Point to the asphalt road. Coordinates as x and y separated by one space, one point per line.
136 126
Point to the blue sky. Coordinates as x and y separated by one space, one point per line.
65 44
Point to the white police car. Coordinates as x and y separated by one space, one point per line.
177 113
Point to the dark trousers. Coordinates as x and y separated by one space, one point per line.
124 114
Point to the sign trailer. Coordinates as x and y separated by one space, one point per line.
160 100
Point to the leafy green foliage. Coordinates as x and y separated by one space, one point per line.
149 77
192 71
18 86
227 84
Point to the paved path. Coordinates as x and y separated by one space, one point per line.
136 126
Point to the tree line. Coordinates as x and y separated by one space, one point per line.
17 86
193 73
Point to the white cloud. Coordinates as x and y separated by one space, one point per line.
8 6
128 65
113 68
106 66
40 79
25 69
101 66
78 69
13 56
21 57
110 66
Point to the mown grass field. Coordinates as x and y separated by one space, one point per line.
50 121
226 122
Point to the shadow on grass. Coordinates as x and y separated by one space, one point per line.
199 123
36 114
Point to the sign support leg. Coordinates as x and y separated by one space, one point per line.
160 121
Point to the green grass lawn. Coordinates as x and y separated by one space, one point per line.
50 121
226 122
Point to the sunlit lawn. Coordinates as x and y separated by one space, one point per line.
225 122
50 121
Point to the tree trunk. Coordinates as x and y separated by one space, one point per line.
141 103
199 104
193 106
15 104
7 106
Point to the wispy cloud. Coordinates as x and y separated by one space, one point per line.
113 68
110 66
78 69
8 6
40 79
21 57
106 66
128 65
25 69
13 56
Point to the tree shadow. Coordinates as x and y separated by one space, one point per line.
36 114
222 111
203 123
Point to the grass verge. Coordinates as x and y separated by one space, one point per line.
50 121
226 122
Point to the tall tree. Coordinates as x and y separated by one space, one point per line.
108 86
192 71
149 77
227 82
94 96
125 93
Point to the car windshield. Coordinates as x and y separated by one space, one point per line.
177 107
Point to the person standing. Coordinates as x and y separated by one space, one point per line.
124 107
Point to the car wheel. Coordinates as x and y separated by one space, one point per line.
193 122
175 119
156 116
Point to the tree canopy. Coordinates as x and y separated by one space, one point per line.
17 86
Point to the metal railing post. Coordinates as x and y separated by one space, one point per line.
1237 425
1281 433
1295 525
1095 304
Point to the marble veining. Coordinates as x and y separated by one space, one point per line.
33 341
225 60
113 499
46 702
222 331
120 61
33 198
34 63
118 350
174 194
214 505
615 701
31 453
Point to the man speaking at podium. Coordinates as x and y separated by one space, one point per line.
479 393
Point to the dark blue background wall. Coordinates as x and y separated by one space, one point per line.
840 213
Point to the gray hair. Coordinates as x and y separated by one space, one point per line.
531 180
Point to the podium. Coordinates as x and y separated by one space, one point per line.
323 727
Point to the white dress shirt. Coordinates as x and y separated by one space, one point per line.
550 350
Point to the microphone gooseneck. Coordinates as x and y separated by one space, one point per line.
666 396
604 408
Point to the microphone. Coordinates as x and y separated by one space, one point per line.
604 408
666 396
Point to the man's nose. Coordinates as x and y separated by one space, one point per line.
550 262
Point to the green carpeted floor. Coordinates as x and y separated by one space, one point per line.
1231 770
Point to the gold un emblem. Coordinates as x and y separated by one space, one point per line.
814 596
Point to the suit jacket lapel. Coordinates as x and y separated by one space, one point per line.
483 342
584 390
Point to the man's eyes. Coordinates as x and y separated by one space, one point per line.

__AIM OF THE EXERCISE__. Could you repeat the listing above, exactly as it is shown?

__RESULT__.
Point to the asphalt road. Coordinates as x and y separated by one space, one point per line.
136 126
Point to the blue sky. Coordinates as x and y separated by one space, one point per line.
65 44
Point to the white police car. Coordinates as x and y separated by one space, one point per line.
177 113
Point to the dark trousers. Coordinates as x and y separated by one space, one point per line.
124 114
Point to the sign trailer. Coordinates as x and y separated by one space, one point per line.
160 100
Point to the leafy green foliage. Coordinates as x and y separated by one space, one point per line.
149 77
192 71
18 86
227 84
Point to the paved path. Coordinates as x and y separated by one space, one point per line.
136 126
Point to the tree line. Coordinates as x and y separated by one space, one point per line.
17 86
193 73
Point to the white cloud. Coordinates as x and y separated by one space, one point per line.
8 6
128 65
113 68
106 66
40 79
25 69
101 66
78 69
13 56
21 57
110 66
Point to the mown grass field. Coordinates as x and y separated by one space, one point per line.
50 121
226 122
Point to the shadow on grass. Coordinates as x and y separated by one space, one point per line.
199 123
36 114
Point to the sign support leg. Coordinates as x and y separated by one space, one point per line.
160 121
Point to the green grass lawn. Coordinates as x and y separated by one space, one point per line.
50 121
226 122
Point to the sunlit lawn. Coordinates as x and y separated by one space, one point per line.
225 122
50 121
Point to the tree trunk. Coordinates as x and y separated by one space, one point per line.
141 103
199 104
193 106
15 104
7 106
Point to the wispy cloud. Coordinates as x and y separated by one space, one point per line.
113 68
110 66
78 69
8 6
40 79
21 57
106 66
128 65
25 69
13 56
Point to the tree shadow. Coordinates as x and y separated by one space, one point per line.
36 114
222 111
203 123
Point to the grass verge. Coordinates as x and y separated by one space, one point per line.
50 121
226 122
Point to the tall tree. Coordinates as x and y separated by one space, one point per line.
108 86
192 71
149 77
227 82
94 96
125 93
Point to the car windshield. Coordinates as x and y separated by one space, one point per line.
177 107
Point to the person standing. Coordinates as x and y separated by one space, one point per line.
124 107
Point to the car wheel. Coordinates as x and y separated by one space, one point per line.
193 122
175 119
156 116
Point to the tree canopy. Coordinates as x and y separated by one space, one point per line.
17 86
Point to the metal railing post. Coordinates as x and y separated by one space, one point per line.
1237 425
1281 433
1295 525
1095 304
Point to the marble veining. Coordinates as x and y separated by one space, one point per line.
33 341
225 60
113 499
46 702
222 331
120 61
33 198
34 63
118 350
174 194
214 505
615 701
31 453
Point to the man speaking at podium. Coordinates as x and y separated by one space, one point per line.
479 393
Point to the dark blue background wall. Coordinates as x and y separated by one space, one point per line.
840 213
Point to the gray hair. Coordinates as x and y separated by one space, one point per line.
531 180
Point to the podium. Coordinates as x and y separated by one space, one point per line.
323 727
Point to the white dress shirt. Coordinates as x and y separated by one space, one point per line.
550 350
Point to the microphone gooseneck. Coordinates as x and y separated by one space, one point per line.
666 396
604 408
Point to the microphone. Coordinates as x and y separated by one space, one point per line.
604 408
666 396
Point to the man's nose. Coordinates as x and y separated by one space, one point per line.
550 262
Point to the green carpeted floor. Coordinates as x and y separated by one space, one point per line.
1231 770
Point to the gold un emblem. Coordinates as x and y separated by one space, one point per line.
814 596
Point to the suit jacket lapel. Coordinates as x and y separated by one space, one point per line.
483 342
584 390
Point to the man's eyes. Coordinates as x and y separated by one space, one point per line.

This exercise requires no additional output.